# [DATA TO USE]
============================================================

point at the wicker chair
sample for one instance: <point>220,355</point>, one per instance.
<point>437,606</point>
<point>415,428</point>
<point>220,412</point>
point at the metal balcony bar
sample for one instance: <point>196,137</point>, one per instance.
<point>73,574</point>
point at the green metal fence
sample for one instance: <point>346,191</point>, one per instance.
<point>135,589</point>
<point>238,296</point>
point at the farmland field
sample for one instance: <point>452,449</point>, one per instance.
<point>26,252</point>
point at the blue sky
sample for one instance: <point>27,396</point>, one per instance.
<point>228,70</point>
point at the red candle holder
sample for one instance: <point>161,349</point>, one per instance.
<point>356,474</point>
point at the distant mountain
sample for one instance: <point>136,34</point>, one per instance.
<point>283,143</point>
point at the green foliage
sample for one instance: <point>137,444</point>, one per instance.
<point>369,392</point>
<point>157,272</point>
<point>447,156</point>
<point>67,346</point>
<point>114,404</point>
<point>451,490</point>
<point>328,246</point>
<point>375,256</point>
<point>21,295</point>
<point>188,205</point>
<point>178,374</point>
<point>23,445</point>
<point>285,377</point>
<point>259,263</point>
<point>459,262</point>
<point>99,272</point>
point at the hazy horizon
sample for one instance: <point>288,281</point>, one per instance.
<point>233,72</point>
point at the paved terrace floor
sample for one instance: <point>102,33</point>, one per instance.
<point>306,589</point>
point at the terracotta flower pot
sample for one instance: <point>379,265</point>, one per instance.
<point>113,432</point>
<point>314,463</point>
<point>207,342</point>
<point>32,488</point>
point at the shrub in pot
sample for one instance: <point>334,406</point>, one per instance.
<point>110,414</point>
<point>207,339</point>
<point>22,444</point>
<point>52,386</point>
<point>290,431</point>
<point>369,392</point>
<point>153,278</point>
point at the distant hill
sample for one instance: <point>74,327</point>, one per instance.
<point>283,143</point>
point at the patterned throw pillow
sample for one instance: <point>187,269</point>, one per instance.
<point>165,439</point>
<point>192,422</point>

============================================================

# [EXERCISE AIM]
Answer with a number only: how many lines above have the word "green"?

# [COMPLETED TASK]
2